Demystifying Chinese Culture and
Communications
(Part 1 of 10)
by Dr. Jian Li
When the Chinese greet each
other, do they shake hands or
bow?
The short answer is,
neither. Initial
greetings in China can be
simple;
however, there are many
unwritten rules of greeting
depending on
age, gender, urban/rural,
and formal/informal
settings. Being aware
of the nuances of Chinese
greetings will help you make
good
first impressions.
Age and Seniority
When I grew up in Shanghai, I
used to greet my neighbors of my
parent's generation with
"greetings, auntie" (Ahyi
hao) or "greetings,
uncle"
(shushu
hao). Using kinship terms
as a form of greeting is still
common
between neighbors and friends.
Older people are traditionally
respected in China. One way of
showing deference to an older/
senior person is to use nin hao
instead of
ni hao. The difference
between
nin hao and
ni hao is like
tu and
vous in French, the later
is a more polite form of "you"
than the former. Another way of
showing respect and deference is
to bow slightly while shaking
hands with an older/senior
person.

────────────────

■ **TO DO**:
• A. Would you retype the article on Chinese greetings between "The short answer" and "first impressions.", inclusive?
• B. Can you answer these questions from the article on Chinese greetings, marking each answer (i), (ii), (iii) to match?
(i) In which city did the writer grow up?
(ii) What greeting is used instead of ni hao to show deference to an older or senior person?
(iii) Which two French words are compared to the two Chinese greetings?

[Excerpts of pointing data]

────────────────

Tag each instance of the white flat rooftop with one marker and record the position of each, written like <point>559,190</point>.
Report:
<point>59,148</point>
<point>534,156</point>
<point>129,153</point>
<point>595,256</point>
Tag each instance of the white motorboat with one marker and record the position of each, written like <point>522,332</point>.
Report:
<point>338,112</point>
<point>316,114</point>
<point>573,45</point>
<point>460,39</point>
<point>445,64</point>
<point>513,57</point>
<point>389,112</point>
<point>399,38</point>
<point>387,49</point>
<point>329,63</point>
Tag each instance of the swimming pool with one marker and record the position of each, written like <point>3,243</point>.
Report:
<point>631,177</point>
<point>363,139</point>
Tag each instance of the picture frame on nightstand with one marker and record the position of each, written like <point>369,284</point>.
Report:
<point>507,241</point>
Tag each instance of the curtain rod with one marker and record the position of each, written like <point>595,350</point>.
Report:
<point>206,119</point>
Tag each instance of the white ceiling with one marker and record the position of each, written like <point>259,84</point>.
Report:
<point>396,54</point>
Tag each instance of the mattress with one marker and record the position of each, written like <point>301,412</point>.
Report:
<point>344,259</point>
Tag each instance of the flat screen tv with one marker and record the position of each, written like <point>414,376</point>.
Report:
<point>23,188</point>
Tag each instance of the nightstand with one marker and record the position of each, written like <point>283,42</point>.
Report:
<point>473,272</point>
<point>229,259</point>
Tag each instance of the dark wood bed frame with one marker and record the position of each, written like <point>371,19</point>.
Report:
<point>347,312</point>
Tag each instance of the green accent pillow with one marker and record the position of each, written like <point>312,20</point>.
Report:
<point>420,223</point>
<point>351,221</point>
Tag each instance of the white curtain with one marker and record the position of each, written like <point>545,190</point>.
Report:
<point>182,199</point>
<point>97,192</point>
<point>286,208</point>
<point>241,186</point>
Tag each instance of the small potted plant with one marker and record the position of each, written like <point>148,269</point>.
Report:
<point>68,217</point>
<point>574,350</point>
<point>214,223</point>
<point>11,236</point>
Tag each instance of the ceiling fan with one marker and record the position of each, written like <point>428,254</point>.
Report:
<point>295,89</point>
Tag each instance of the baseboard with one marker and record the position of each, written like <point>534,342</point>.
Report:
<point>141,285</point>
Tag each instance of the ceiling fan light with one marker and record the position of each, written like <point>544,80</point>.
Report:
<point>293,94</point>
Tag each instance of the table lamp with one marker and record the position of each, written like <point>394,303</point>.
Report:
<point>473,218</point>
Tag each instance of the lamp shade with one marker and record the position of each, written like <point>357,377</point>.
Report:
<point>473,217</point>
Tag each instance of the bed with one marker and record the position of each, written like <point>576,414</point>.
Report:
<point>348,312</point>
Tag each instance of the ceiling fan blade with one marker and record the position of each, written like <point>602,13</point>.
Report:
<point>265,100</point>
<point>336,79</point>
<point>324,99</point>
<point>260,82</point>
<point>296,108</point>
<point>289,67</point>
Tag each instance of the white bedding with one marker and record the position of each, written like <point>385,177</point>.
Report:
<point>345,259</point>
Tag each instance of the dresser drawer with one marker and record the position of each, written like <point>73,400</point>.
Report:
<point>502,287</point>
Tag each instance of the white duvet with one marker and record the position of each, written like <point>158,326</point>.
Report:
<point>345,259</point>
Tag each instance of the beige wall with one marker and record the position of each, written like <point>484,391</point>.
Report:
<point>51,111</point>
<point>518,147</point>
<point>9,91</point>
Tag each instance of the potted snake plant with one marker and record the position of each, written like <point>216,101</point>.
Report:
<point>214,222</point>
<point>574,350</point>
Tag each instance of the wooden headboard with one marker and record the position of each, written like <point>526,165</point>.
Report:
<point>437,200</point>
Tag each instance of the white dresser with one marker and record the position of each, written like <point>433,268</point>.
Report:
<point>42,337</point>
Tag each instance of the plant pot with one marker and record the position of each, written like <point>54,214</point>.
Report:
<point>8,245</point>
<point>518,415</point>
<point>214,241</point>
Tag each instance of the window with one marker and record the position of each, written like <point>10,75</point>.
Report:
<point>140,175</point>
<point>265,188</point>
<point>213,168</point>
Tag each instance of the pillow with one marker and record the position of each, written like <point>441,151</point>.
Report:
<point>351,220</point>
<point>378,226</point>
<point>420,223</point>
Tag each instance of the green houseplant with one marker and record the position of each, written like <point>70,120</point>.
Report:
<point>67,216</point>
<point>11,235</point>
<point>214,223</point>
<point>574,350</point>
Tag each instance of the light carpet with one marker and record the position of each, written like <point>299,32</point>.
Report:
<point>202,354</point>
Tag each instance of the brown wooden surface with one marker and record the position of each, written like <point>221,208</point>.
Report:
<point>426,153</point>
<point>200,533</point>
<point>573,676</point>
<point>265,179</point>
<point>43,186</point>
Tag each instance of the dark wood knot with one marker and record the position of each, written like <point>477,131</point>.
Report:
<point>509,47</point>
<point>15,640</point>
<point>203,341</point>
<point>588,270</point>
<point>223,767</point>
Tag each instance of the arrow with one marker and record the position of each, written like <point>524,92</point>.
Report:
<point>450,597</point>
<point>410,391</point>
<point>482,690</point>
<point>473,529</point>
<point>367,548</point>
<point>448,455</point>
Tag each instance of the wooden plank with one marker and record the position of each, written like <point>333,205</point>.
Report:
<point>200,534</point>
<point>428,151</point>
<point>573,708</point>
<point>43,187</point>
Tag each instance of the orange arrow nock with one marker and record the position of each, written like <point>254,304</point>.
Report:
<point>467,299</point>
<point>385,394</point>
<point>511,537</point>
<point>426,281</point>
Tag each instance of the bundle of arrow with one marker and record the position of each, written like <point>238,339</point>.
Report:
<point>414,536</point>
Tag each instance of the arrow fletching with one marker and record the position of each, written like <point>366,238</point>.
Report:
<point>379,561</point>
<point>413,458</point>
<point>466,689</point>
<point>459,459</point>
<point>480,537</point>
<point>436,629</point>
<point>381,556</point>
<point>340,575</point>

────────────────

■ **IN RESPONSE**:
• A.
The short answer is,
neither. Initial
greetings in China can be
simple;
however, there are many
unwritten rules of greeting
depending on
age, gender, urban/rural,
and formal/informal
settings. Being aware
of the nuances of Chinese
greetings will help you make
good
first impressions.

• B.
(i) Shanghai
(ii) Nin hao
(iii) Tu and vous